The task:
All entries below need to be written out exactly, but without their pictures.

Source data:

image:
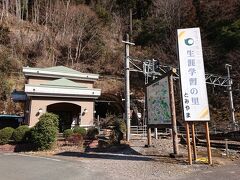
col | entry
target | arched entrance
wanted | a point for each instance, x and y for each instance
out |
(67, 112)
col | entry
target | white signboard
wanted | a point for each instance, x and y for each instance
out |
(158, 105)
(194, 91)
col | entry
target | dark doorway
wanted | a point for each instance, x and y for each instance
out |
(66, 113)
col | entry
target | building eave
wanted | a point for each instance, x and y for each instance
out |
(43, 73)
(48, 91)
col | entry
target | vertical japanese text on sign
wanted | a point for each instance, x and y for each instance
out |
(193, 84)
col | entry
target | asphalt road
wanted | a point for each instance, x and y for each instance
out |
(227, 172)
(22, 167)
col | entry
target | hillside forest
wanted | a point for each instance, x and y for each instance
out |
(87, 35)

Response to the exercise:
image:
col | entry
target | arched entrance
wanted | a point for each instance, x and y for each instance
out |
(67, 112)
col | entry
target | white signboard
wanted | a point for each instance, x and y for each instance
out |
(158, 105)
(194, 91)
col | entry
target | dark doorway
wanted | a point for each instance, x and y for each instance
out |
(66, 113)
col | entry
target | building eave
wanted | a point for each instance, x and y for each instance
out |
(43, 73)
(48, 91)
col | entry
target | vertical japanese text on sign
wanted | a point for each instance, x and y for each instance
out |
(193, 84)
col | entry
target | asphalt road
wanted | a point for each instance, x and y for each instance
out |
(227, 172)
(22, 167)
col | entry
target | hillside forest
wanted | a point for each instance, x and y for each instance
out |
(87, 35)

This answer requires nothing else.